# Text passage
In March 1848, Prince Frederick became the Minister of War in Schleswig-Holstein's provisional government, and commanded the duchies' army during the First Schleswig War until 7 April 1850. Upon Schleswig-Holstein's capitulation to Denmark, Frederick went into exile (1851) and for a time in 1852 was documented as residing in Devon, England. In Denmark, chamber pots were sold featuring a picture of Frederick at the bottom.

In 1864, after the Kingdom of Prussia and the German Confederation had, under the Austrian Empire's leadership, defeated Denmark in the Second Schleswig War, Frederick was reassigned the title of "Prince of Noer" by decree of Emperor Franz Joseph I of Austria.

Prince Frederick and his first wife are buried in Krusendorf.

==Marriage and issue==
Frederick married on 17 September 1829, at Augustenburg, his second cousin Countess Henriette Danneskjold-Samsøe (9 May 1806 - 10 September 1858) who was a Danish noblewoman and great-great-great-granddaughter of Christian V of Denmark, belonging to an illegitimate branch of the House of Oldenburg. His brother had married his wife's elder sister nine years previous. They had four children:

1. Prince Frederick Christian Charles August of Schleswig-Holstein-Sonderburg-Augustenburg (23 August 1830 - 25 December 1881), married in 1870 Carmelita Eisenblat (21 August 1848 - 11 August 1912) and took the title Count of Noer. They had two daughters.

# What to do
(a) Extract everything in the passage on Prince Frederick from "In 1864, after" down to "buried in Krusendorf.".
(b) Extend the passage on Prince Frederick by writing what comes next after its final sentence.
The lines that follow come from a separate source unrelated to the passage on Prince Frederick.

# Study material

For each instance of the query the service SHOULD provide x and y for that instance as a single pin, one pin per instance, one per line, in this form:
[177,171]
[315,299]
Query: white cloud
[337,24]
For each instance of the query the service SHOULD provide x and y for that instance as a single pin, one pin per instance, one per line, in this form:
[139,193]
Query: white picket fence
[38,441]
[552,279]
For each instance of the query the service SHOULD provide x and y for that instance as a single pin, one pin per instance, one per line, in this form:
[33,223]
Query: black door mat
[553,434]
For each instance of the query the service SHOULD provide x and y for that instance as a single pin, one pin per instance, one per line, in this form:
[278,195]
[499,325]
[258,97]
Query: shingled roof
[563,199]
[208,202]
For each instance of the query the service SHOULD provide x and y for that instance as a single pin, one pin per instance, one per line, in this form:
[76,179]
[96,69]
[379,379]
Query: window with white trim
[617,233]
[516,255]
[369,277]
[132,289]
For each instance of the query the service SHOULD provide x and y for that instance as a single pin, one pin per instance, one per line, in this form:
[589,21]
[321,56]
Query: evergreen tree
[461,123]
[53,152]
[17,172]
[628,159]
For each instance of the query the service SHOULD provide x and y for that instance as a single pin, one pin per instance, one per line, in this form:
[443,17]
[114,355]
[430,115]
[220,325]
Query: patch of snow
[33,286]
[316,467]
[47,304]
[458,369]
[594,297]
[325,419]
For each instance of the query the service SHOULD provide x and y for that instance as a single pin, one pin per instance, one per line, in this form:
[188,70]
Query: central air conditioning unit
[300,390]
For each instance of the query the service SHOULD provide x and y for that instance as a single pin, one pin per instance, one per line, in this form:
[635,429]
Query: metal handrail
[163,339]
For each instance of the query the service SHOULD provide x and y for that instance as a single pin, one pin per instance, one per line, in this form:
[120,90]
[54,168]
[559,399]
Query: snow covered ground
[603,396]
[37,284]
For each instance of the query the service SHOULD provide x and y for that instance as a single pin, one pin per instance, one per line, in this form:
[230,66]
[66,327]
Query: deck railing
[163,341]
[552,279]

# Results of the exercise
(a)
In 1864, after the Kingdom of Prussia and the German Confederation had, under the Austrian Empire's leadership, defeated Denmark in the Second Schleswig War, Frederick was reassigned the title of "Prince of Noer" by decree of Emperor Franz Joseph I of Austria.

Prince Frederick and his first wife are buried in Krusendorf.

(b)
2. Prince Christian of Schleswig-Holstein-Sonderburg-Augustenburg (13 December 1832 - 3 February 1834), died young
3. Princess Louise Caroline Henriette Auguste of Schleswig-Holstein-Sonderburg-Augustenburg (29 July 1836 - 25 September 1866), married in 1865 Prince Michael Vlangali-Handjeri (c. 1833 - 11 August 1911), a maternal grandson of Alexander Handjeri. They had a son - Karl von Vlangali-Handjery, Prinz (July 28, 1866 - 01 November 1933).
4. Princess Marie of Schleswig-Holstein-Sonderburg-Augustenburg (8 August 1838 - 3 February 1839), died young

After Henriette's death, Frederick married morganatically on 3 November 1864, at Paris, Mary Esther Lee (3 October 1837 - 4 July 1914), the third daughter of David Lee, a New York merchant. It was reported that during their extended honeymoon, Friedrich was so taken by his second wife that he left her his entire fortune, only to pass away soon afterward, variously on 2 or 5 July 1865 in Beirut. His body was brought back to Krusendorf in Schleswig for inhumation in the family vault. The two were childless. Eight years after the death of her first husband, the Princess married Count Alfred von Waldersee, a General who was later created Field Marshal.